→ **Your goal**
Write out exactly the lines from the one containing "Question. For every instance of the perforated" to the end of the material, both ends included, and nothing else. Leave pictures out.
── Records supplied
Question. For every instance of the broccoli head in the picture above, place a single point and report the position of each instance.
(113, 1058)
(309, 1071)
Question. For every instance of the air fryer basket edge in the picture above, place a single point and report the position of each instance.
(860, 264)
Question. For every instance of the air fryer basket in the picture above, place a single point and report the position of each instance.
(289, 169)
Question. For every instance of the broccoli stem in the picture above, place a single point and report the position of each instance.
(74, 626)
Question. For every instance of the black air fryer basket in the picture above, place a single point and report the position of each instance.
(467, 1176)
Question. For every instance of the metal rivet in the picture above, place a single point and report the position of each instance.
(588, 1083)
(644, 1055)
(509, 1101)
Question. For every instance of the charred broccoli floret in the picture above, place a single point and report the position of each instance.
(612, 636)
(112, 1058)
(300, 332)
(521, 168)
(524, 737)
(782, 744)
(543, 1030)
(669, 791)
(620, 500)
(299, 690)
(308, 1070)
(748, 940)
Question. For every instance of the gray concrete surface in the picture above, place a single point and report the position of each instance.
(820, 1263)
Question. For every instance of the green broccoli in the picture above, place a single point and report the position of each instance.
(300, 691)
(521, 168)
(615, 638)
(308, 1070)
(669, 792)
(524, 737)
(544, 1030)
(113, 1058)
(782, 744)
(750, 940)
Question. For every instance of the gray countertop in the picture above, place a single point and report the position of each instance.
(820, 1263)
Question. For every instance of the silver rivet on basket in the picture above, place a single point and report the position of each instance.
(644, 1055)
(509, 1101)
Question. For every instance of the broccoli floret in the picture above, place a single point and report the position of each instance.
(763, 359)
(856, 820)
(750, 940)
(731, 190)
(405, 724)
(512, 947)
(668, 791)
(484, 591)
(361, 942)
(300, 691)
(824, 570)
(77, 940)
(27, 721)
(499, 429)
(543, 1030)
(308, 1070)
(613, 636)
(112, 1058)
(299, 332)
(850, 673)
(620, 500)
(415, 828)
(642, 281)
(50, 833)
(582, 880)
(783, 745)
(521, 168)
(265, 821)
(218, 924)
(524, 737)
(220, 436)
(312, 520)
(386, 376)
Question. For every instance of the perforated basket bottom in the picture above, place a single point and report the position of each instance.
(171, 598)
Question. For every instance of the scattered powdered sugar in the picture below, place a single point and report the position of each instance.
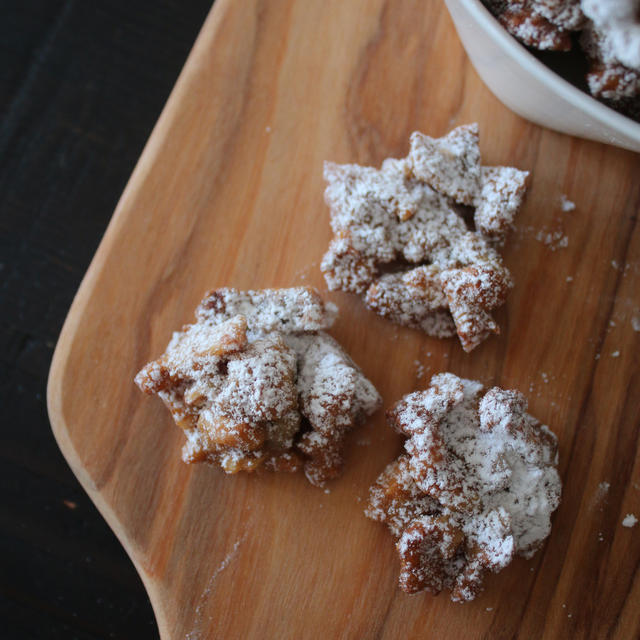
(286, 310)
(566, 205)
(477, 468)
(554, 239)
(196, 632)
────
→ **Your response**
Question. For every instance of the perforated basket bottom in the picture above, place a single point and report the position of each instance.
(171, 598)
Question. For every instance of the scattered powdered sugar in the picture below, place a single point and report the position of each instance.
(286, 310)
(566, 205)
(477, 468)
(554, 239)
(196, 632)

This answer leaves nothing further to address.